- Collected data
=== Begin Enclosure ===

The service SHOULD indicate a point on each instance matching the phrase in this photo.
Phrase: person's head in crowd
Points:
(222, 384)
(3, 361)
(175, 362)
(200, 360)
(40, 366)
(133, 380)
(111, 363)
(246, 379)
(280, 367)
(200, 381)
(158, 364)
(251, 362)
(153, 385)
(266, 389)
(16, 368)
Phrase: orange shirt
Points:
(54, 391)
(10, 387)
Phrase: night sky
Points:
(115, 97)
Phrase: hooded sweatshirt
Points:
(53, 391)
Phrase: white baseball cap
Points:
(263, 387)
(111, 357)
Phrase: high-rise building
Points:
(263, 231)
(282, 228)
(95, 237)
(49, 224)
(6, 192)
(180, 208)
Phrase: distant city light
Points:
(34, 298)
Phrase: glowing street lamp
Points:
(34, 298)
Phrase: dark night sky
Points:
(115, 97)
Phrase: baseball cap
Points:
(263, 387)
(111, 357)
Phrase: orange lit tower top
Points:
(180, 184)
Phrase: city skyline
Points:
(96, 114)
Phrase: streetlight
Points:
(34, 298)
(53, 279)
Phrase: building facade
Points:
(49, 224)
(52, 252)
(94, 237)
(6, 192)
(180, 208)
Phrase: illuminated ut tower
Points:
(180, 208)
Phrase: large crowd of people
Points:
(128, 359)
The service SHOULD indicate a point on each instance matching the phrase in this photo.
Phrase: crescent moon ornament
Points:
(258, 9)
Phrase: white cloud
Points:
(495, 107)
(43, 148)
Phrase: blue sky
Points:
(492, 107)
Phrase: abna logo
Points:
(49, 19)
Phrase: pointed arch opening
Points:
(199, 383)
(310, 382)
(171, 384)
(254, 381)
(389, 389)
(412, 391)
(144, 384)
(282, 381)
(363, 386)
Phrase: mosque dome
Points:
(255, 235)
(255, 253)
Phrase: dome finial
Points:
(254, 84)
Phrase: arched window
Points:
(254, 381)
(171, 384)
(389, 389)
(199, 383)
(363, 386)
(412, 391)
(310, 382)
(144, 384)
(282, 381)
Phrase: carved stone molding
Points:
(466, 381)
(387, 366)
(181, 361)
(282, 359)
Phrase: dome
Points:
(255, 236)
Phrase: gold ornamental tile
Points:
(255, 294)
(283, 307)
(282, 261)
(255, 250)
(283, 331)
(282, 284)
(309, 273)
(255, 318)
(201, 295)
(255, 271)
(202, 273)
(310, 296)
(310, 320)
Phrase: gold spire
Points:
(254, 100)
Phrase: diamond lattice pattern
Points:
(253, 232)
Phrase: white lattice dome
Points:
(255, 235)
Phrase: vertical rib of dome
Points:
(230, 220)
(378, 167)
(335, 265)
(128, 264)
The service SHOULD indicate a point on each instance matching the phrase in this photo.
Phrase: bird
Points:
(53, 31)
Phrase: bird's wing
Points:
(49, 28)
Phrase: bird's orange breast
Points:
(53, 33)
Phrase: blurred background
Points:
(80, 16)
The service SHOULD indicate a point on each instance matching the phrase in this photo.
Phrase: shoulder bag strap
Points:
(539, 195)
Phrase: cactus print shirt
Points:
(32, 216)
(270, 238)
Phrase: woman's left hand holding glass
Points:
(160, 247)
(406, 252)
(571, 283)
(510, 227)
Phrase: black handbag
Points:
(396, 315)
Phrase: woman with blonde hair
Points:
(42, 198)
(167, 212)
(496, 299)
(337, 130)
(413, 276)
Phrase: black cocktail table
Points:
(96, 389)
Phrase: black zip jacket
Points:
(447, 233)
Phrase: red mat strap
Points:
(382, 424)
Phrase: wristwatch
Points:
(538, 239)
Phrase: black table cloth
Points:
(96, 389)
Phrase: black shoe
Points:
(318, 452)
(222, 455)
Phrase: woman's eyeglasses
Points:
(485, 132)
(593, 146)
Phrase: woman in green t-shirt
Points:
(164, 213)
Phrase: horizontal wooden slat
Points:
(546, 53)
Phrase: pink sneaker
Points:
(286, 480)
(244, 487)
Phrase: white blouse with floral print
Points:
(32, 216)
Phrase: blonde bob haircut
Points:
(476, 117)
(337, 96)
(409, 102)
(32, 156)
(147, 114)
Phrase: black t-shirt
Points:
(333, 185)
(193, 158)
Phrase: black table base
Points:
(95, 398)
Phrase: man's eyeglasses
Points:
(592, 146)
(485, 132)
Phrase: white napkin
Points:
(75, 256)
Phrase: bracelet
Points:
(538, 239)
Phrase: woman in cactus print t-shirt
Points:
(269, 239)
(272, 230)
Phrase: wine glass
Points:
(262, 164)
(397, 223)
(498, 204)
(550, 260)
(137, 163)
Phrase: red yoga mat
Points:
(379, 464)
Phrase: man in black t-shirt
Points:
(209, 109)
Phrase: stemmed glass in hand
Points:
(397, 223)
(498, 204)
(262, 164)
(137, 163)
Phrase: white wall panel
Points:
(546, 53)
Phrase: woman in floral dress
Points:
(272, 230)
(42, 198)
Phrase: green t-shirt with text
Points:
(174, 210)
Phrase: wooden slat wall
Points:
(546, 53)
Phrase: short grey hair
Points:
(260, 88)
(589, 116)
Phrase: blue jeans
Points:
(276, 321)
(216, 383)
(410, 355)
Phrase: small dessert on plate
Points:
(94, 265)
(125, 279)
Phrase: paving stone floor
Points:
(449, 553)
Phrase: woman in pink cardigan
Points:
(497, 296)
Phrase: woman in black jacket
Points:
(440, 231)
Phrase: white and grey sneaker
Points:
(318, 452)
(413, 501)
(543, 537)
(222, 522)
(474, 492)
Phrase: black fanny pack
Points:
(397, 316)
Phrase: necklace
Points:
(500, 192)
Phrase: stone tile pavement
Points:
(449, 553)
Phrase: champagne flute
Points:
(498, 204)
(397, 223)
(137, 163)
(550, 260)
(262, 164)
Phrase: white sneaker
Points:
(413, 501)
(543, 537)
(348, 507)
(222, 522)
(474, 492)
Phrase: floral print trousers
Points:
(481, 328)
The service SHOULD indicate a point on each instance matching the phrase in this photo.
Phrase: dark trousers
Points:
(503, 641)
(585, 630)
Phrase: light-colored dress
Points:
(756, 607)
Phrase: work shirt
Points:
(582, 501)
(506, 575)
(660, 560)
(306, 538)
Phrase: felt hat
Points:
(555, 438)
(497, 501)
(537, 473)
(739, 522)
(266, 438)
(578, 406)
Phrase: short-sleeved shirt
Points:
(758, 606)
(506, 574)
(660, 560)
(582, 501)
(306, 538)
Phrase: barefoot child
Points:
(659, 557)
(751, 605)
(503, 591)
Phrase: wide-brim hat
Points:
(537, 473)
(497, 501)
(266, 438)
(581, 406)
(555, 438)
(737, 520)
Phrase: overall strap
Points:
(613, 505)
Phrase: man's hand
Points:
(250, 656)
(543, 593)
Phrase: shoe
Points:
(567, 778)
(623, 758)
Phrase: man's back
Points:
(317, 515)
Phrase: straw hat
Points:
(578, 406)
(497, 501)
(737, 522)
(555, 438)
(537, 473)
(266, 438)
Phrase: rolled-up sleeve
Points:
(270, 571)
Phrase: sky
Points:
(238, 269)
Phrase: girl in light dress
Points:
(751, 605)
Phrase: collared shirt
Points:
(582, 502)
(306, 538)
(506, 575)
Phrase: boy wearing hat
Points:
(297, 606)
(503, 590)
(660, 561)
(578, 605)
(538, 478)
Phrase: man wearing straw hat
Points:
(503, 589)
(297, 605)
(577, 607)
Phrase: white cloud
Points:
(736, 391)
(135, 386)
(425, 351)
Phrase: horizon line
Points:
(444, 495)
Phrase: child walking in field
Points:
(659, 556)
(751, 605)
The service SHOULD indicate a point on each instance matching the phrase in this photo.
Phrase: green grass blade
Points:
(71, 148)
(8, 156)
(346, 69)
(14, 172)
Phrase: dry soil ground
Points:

=== End Enclosure ===

- DIRECTIONS FOR THIS TASK
The expected output is the exact run of lines from the start of the entries through the line with "Phrase: distant city light", inclusive.

- SOLUTION BELOW
The service SHOULD indicate a point on each instance matching the phrase in this photo.
Phrase: person's head in crowd
Points:
(222, 384)
(3, 361)
(175, 362)
(200, 360)
(40, 366)
(133, 380)
(111, 363)
(246, 379)
(280, 367)
(200, 381)
(158, 364)
(251, 362)
(153, 385)
(266, 389)
(16, 368)
Phrase: orange shirt
Points:
(54, 391)
(10, 387)
Phrase: night sky
Points:
(115, 97)
Phrase: hooded sweatshirt
Points:
(53, 391)
Phrase: white baseball cap
Points:
(263, 387)
(111, 357)
Phrase: high-rise building
Points:
(263, 231)
(282, 228)
(95, 237)
(49, 224)
(6, 192)
(180, 208)
Phrase: distant city light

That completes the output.